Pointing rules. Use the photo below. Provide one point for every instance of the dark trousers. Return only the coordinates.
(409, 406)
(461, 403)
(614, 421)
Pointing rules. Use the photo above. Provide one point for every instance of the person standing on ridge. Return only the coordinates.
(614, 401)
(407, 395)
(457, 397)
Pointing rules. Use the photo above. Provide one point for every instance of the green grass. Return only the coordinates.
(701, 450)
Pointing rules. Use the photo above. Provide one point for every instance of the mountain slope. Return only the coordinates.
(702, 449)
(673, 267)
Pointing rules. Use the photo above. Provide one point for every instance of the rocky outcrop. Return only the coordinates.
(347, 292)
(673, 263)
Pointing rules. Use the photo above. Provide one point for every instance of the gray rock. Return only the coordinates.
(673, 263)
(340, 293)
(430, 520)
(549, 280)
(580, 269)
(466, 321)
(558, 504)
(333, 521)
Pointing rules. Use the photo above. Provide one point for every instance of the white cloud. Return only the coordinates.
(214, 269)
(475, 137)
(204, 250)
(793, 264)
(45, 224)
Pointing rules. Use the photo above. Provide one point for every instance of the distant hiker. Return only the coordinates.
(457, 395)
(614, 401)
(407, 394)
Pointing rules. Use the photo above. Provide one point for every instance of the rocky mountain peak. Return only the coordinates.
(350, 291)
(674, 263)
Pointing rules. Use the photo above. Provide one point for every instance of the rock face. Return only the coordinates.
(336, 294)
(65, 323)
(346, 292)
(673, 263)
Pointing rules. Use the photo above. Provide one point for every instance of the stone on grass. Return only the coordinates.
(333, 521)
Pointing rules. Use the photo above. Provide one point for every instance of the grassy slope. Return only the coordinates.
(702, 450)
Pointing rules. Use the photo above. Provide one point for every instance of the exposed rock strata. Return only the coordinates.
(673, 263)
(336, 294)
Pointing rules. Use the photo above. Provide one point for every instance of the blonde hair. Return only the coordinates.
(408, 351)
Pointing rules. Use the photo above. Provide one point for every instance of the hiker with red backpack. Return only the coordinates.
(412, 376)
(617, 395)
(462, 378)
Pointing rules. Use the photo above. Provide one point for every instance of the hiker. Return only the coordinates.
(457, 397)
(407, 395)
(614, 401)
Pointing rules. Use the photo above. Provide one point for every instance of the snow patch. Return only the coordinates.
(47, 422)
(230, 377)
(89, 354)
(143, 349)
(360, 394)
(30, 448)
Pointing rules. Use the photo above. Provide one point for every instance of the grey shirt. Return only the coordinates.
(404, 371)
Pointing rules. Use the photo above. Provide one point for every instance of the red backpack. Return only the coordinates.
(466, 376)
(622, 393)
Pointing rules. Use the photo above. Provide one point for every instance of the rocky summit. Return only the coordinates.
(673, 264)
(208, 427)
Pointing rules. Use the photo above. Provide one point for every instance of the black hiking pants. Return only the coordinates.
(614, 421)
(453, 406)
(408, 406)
--------------------
Reply with an exact copy of the lines running from the one containing "summit. Return only the coordinates." through the end of the entries above, both ends included.

Reply:
Pointing rules. Use the photo above. Provide one point for every instance of the rocky summit. Return only the coordinates.
(673, 264)
(208, 427)
Pointing rules. Use the photo above. Provide one point for every instance of the black hiking pants. Return only the coordinates.
(614, 421)
(453, 406)
(408, 406)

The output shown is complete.